Reproduce the material below word for word, starting at the line that contains "Traffic-operations request: mark the woman in red" and continuing through its final line.

### Recorded information

********************

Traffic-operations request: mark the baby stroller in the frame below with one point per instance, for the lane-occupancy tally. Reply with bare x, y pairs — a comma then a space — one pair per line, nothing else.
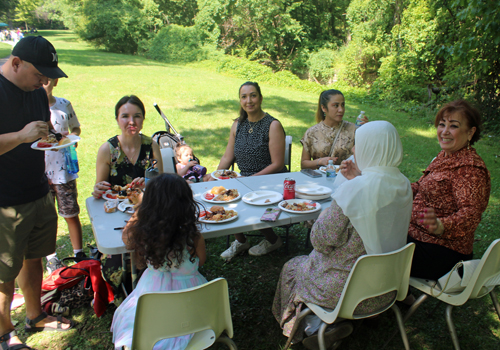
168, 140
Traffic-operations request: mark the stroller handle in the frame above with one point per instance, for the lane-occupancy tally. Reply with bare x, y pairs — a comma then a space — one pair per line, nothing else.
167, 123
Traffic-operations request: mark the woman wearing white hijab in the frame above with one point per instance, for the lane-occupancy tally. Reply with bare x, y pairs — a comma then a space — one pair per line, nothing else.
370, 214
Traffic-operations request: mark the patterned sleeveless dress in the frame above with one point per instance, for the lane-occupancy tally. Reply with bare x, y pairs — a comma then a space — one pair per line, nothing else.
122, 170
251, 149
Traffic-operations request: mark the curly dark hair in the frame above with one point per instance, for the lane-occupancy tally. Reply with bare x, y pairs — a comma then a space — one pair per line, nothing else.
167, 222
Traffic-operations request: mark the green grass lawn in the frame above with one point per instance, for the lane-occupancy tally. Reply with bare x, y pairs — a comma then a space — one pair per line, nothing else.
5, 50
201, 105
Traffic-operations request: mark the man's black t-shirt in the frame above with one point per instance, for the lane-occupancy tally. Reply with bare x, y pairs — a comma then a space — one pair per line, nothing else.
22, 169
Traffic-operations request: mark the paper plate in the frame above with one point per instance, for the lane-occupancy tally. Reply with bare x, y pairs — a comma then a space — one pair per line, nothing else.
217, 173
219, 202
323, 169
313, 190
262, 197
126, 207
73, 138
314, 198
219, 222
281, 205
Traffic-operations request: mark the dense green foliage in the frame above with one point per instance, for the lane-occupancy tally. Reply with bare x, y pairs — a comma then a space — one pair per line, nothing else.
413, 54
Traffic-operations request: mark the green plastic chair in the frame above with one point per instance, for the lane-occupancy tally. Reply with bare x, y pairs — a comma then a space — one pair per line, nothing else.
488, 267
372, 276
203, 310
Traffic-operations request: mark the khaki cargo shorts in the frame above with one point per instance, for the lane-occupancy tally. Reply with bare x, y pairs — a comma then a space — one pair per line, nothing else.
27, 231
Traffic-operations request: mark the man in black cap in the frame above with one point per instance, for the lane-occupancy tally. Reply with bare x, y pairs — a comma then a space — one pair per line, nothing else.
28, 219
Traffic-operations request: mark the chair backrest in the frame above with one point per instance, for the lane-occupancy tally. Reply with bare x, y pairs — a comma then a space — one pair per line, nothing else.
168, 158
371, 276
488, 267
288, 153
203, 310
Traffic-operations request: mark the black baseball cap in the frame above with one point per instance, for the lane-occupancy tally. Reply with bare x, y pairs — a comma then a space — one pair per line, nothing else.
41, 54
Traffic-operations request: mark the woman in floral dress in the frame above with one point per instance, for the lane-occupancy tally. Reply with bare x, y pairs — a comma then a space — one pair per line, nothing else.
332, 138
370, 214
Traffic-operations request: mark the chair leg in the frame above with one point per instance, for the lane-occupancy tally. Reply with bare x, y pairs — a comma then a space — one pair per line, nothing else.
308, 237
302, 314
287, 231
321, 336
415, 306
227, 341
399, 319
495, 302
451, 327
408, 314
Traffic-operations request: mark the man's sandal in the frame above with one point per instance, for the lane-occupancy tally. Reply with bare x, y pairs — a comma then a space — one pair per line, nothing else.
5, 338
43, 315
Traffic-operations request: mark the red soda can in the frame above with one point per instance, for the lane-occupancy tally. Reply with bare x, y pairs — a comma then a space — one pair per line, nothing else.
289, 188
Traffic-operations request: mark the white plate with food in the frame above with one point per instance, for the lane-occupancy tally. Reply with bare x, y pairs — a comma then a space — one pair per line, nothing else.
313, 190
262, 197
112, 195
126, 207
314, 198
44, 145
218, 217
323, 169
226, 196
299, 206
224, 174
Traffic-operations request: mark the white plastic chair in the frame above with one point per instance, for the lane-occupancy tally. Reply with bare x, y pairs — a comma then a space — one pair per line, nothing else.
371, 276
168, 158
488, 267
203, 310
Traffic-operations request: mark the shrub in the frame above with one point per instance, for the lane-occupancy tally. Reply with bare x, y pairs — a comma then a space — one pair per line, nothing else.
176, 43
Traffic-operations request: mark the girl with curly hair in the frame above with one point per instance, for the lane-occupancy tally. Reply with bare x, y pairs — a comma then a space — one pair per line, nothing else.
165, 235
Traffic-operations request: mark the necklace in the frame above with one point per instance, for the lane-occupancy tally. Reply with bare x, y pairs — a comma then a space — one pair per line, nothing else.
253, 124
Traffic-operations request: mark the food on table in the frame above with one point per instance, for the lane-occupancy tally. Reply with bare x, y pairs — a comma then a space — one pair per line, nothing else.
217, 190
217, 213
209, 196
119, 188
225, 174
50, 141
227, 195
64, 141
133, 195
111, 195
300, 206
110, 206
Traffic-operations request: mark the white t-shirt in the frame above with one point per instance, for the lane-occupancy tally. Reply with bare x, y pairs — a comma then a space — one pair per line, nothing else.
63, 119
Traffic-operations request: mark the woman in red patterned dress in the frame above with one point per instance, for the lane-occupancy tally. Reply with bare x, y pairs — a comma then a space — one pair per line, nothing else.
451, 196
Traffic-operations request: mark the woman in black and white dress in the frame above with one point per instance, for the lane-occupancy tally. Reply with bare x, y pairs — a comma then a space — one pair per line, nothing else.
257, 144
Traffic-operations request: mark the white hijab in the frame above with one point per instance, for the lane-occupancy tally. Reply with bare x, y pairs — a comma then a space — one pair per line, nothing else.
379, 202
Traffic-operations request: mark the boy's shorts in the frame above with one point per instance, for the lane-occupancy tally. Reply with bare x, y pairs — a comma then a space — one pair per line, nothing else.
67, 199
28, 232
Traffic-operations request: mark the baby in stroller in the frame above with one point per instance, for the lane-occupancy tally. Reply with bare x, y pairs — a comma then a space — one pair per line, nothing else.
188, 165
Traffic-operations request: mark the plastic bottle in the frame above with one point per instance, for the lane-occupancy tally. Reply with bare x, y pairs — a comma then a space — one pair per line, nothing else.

********************

### Worked solution
Traffic-operations request: mark the woman in red patterned dress in the frame above with one point per instance, for the lane-occupancy tally. Reply with bare x, y pairs — a comma then a space — one pair per line, nothing else.
451, 196
Traffic-operations request: mark the woman in black and white dress in the frame above with one point per instance, for the lane-occupancy tally. Reply with bare x, y pairs — a comma then a space — one pair per line, nothing else.
257, 144
Traffic-operations request: mark the white hijab in the frame above with one point per instance, for the lane-occupancy tally. Reply with bare x, y pairs — a comma then a space — one pair per line, nothing else.
379, 202
Traffic-operations request: mark the boy's shorts in the frame above with one point per instance, for the lane-occupancy tally. Reply with bare x, y pairs — a comma then a space — one pair per line, nothing else.
67, 199
28, 232
Traffic-operations request: mark the baby in stroller in the frame above with one point per instance, for the lane-occupancy tally. Reply with bare x, y pairs — a comma then a space — one pair per line, nothing else.
188, 165
Traffic-operations request: mark the plastic bottle in the frame above with one point per instance, for the lane-occupancy tally. Reply with bare x, y pairs — a comma then a space — one pair per line, nothing else.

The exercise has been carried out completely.